#### THE PROBLEM:
Set out exactly every line of the entries below, starting at the line that holds "Set a pin on every instance of the red poppy" and stopping after the line that holds "target | chesapeake bay retriever".

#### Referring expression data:
"""

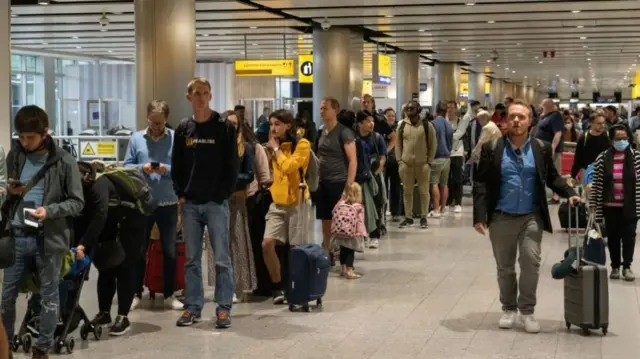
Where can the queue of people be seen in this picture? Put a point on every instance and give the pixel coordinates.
(250, 194)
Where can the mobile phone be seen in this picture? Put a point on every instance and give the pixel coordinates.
(15, 183)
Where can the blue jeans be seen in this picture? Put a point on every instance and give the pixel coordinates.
(216, 217)
(167, 220)
(27, 254)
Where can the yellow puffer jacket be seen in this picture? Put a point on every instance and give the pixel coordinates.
(285, 189)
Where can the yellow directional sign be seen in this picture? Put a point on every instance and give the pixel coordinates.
(265, 67)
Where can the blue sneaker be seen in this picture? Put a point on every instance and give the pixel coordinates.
(223, 320)
(188, 318)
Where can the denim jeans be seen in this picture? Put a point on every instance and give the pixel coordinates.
(167, 219)
(48, 268)
(216, 218)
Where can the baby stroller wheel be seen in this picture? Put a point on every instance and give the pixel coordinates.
(84, 331)
(26, 342)
(97, 333)
(69, 344)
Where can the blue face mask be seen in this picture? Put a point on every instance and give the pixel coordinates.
(620, 145)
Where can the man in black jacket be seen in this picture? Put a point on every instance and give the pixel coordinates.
(509, 198)
(204, 169)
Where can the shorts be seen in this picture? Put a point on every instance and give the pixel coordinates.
(327, 197)
(440, 168)
(285, 225)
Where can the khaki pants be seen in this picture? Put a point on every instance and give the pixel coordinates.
(410, 175)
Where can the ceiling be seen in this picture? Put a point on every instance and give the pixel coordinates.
(593, 40)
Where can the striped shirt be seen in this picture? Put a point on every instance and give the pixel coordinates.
(618, 188)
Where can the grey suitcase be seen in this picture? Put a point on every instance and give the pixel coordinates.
(586, 293)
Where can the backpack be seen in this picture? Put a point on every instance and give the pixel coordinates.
(344, 220)
(312, 176)
(130, 180)
(425, 125)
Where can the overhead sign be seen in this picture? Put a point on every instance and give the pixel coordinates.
(382, 69)
(95, 149)
(265, 68)
(305, 69)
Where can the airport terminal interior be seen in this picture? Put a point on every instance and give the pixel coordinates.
(94, 65)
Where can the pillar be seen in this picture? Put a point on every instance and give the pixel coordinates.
(355, 69)
(497, 92)
(165, 55)
(407, 77)
(331, 53)
(5, 74)
(476, 86)
(447, 82)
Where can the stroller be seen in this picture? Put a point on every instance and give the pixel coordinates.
(70, 313)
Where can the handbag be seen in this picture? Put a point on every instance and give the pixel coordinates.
(594, 247)
(109, 254)
(8, 212)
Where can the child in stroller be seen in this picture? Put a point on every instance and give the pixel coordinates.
(74, 273)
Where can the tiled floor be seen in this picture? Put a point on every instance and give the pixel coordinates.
(424, 294)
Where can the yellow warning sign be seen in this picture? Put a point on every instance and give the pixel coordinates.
(88, 150)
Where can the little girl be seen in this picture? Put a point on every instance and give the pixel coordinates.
(348, 229)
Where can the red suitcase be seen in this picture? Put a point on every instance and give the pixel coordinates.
(154, 279)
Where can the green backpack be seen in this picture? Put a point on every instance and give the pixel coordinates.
(130, 180)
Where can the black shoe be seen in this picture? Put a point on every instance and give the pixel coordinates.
(188, 318)
(408, 222)
(278, 296)
(102, 318)
(121, 326)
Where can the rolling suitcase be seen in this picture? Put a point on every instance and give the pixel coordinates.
(309, 266)
(586, 291)
(154, 279)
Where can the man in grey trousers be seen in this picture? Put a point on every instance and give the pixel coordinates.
(509, 200)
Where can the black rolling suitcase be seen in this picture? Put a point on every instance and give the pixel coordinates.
(586, 291)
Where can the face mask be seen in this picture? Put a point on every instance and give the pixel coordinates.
(620, 145)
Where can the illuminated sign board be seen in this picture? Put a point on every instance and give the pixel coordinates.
(265, 68)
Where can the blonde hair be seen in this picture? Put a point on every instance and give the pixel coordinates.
(197, 81)
(352, 193)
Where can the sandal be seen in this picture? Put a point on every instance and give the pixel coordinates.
(352, 276)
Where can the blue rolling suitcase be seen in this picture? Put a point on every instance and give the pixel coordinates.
(308, 274)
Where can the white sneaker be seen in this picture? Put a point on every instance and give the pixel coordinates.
(507, 320)
(135, 303)
(530, 324)
(173, 303)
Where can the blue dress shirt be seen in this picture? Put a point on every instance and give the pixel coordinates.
(518, 180)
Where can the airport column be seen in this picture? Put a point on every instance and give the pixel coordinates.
(331, 62)
(165, 55)
(407, 77)
(476, 86)
(5, 74)
(447, 82)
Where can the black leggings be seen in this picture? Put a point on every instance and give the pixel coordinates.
(122, 279)
(347, 256)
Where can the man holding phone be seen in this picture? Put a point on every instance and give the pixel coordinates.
(150, 150)
(45, 178)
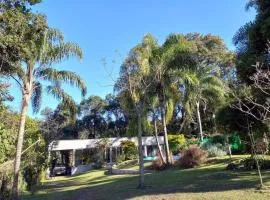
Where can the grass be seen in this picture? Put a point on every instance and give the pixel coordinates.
(210, 181)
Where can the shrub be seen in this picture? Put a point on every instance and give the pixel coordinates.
(177, 143)
(215, 151)
(193, 141)
(129, 149)
(250, 163)
(192, 157)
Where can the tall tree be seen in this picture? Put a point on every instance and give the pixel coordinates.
(201, 88)
(40, 47)
(133, 86)
(251, 40)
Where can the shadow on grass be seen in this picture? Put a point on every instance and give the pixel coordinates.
(170, 181)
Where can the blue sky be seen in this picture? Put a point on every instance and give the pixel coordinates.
(108, 29)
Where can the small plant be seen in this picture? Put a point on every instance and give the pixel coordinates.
(177, 143)
(158, 164)
(192, 157)
(250, 163)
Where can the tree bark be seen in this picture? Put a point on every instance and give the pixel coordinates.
(199, 119)
(156, 135)
(140, 148)
(166, 143)
(24, 109)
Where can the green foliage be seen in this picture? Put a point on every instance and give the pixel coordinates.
(251, 40)
(31, 176)
(192, 157)
(7, 144)
(177, 143)
(215, 150)
(250, 163)
(129, 149)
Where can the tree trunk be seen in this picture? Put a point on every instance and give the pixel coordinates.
(156, 135)
(199, 119)
(140, 148)
(24, 109)
(254, 154)
(166, 143)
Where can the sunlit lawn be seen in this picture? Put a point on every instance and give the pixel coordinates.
(210, 181)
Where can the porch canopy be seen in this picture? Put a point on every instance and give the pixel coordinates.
(111, 143)
(59, 145)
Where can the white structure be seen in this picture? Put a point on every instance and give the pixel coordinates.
(113, 146)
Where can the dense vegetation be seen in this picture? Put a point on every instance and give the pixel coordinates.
(203, 98)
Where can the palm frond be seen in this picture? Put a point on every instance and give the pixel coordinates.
(57, 92)
(68, 77)
(59, 52)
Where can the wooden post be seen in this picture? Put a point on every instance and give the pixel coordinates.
(110, 155)
(73, 157)
(145, 150)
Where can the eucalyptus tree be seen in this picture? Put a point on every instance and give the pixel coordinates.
(133, 85)
(40, 47)
(201, 87)
(92, 111)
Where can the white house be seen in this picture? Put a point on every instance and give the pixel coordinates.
(112, 150)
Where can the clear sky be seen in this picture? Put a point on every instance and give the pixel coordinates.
(108, 29)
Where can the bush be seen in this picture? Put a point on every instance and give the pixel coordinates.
(177, 143)
(215, 151)
(129, 149)
(250, 163)
(193, 141)
(192, 157)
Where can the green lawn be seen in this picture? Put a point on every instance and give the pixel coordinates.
(210, 181)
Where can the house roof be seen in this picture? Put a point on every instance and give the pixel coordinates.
(58, 145)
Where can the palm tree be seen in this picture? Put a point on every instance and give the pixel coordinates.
(133, 86)
(45, 48)
(201, 87)
(154, 112)
(174, 53)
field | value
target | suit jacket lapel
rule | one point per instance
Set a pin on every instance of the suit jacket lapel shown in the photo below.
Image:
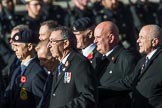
(65, 69)
(142, 72)
(28, 70)
(12, 82)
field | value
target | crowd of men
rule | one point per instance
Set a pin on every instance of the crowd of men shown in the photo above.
(103, 55)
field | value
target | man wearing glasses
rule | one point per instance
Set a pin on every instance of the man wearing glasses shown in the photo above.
(73, 82)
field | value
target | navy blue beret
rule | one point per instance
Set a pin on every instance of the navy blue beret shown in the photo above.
(26, 36)
(82, 24)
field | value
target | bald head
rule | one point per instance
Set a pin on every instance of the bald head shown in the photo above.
(153, 31)
(106, 36)
(107, 27)
(150, 37)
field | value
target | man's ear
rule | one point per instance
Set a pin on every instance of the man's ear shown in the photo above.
(90, 33)
(30, 46)
(111, 38)
(154, 42)
(66, 44)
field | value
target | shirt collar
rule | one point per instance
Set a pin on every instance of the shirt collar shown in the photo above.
(64, 60)
(151, 54)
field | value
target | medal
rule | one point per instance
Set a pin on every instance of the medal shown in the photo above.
(67, 77)
(23, 79)
(23, 94)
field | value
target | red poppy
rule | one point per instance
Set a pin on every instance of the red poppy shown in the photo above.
(23, 79)
(90, 56)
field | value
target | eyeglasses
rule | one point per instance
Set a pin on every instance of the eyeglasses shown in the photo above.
(55, 41)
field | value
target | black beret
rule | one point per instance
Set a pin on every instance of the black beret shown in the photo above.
(82, 24)
(26, 36)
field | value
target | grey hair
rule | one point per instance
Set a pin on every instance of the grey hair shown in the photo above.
(155, 32)
(66, 33)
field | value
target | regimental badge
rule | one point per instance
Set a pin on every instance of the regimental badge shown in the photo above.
(23, 94)
(67, 77)
(17, 37)
(23, 79)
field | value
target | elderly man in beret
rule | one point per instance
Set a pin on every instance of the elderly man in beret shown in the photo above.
(27, 81)
(83, 29)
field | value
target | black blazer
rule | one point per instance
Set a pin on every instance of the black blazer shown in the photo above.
(26, 94)
(145, 84)
(117, 65)
(75, 87)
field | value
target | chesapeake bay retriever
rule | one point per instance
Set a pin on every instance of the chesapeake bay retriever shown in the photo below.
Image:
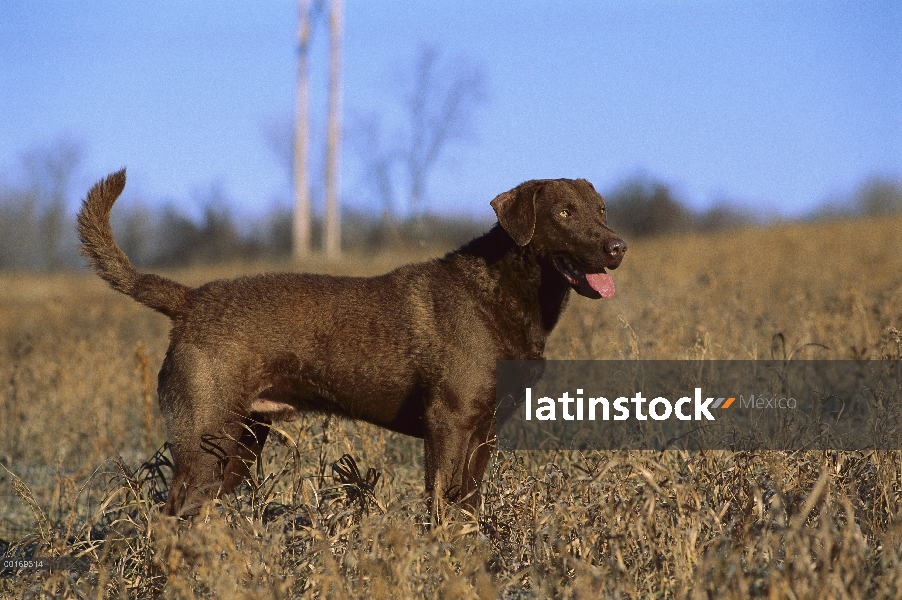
(413, 350)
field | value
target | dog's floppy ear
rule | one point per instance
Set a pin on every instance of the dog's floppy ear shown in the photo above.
(516, 210)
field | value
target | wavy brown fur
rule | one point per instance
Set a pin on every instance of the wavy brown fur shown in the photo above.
(111, 263)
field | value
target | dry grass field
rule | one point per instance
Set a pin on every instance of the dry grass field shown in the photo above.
(78, 419)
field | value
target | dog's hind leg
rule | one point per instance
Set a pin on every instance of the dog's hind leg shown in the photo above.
(213, 435)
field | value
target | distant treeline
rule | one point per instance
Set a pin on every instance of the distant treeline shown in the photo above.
(37, 230)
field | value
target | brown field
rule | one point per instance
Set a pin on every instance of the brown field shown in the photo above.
(78, 417)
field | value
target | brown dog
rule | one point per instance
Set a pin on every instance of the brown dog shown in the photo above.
(413, 350)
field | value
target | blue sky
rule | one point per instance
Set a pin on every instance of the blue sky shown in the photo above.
(773, 105)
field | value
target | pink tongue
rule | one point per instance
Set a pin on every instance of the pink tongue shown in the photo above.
(601, 283)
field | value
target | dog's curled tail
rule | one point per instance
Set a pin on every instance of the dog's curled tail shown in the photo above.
(111, 263)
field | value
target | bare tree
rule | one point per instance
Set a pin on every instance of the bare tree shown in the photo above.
(332, 237)
(439, 108)
(50, 170)
(301, 228)
(436, 108)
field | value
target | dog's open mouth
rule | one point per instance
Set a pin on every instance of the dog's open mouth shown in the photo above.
(591, 285)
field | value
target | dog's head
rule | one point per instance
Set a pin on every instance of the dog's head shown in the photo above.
(565, 220)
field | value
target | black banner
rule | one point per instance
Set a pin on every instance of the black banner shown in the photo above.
(700, 405)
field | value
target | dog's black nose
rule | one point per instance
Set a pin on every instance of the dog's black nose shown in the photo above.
(615, 247)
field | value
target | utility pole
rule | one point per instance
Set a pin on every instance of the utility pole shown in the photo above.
(333, 143)
(301, 229)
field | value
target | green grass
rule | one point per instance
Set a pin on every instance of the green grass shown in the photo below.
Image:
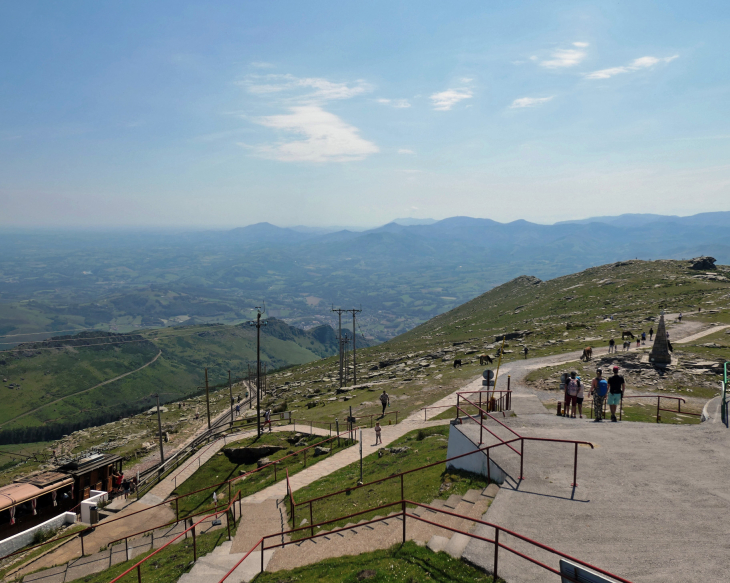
(219, 469)
(406, 563)
(426, 446)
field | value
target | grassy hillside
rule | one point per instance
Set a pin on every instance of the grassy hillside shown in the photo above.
(48, 387)
(563, 314)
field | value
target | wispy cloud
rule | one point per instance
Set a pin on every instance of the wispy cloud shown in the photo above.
(529, 101)
(397, 103)
(327, 138)
(635, 65)
(445, 100)
(323, 89)
(562, 58)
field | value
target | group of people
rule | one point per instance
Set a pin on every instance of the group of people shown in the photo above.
(602, 389)
(640, 341)
(122, 485)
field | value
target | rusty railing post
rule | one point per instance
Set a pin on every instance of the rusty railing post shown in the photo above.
(311, 517)
(522, 458)
(575, 467)
(404, 521)
(496, 551)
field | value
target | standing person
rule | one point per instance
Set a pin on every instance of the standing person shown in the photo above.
(616, 386)
(571, 394)
(579, 398)
(385, 401)
(599, 389)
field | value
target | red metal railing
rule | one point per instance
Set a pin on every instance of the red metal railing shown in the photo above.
(519, 437)
(191, 528)
(404, 515)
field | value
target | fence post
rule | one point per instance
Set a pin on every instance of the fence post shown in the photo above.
(496, 550)
(404, 521)
(575, 468)
(522, 458)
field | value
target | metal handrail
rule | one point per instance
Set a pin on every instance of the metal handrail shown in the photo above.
(138, 565)
(404, 515)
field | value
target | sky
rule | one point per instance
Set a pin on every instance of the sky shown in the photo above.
(222, 114)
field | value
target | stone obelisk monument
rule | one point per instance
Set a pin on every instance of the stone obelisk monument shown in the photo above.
(660, 351)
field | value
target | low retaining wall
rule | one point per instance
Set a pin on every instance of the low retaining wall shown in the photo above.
(475, 463)
(25, 538)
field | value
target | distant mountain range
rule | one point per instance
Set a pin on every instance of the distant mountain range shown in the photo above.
(401, 274)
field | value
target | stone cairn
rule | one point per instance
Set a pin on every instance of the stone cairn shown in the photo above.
(660, 351)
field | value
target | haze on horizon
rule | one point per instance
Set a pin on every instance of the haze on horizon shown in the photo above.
(190, 114)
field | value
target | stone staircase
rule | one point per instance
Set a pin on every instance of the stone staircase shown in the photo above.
(361, 538)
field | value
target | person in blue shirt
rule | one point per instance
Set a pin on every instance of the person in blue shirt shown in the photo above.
(599, 390)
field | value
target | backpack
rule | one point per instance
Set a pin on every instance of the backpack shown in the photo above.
(602, 387)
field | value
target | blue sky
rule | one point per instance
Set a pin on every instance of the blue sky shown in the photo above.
(344, 113)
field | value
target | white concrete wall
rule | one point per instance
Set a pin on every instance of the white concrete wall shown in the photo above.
(94, 499)
(475, 463)
(25, 538)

"""

#### RESULT BELOW:
Set a pin on every instance of the red poppy shown in the photo above.
(23, 79)
(90, 56)
field | value
target | eyeglasses
rule | one point per instance
Set a pin on every instance of the eyeglasses shown in the photo above.
(55, 41)
field | value
target | black beret
rule | one point per instance
Set a pin on every instance of the black beret shown in the photo above.
(82, 24)
(26, 36)
field | value
target | grey hair
rule | one point per instance
Set a pin on every instance of the grey hair shown in the photo above.
(155, 32)
(66, 33)
field | value
target | regimental badge
rule | one point per instance
Set a pin on every instance of the regimental badge shown in the photo above.
(23, 94)
(67, 77)
(17, 37)
(23, 79)
field | value
target | elderly man in beret
rule | one point per instance
Set a pin on every instance of the elderly man in beret shown in the photo above.
(27, 81)
(83, 29)
field | value
target | black blazer
rule | one point per instance
Set a pin on every instance of the black blazer shown in the photo above.
(26, 94)
(145, 84)
(117, 65)
(75, 87)
field | value
target | chesapeake bay retriever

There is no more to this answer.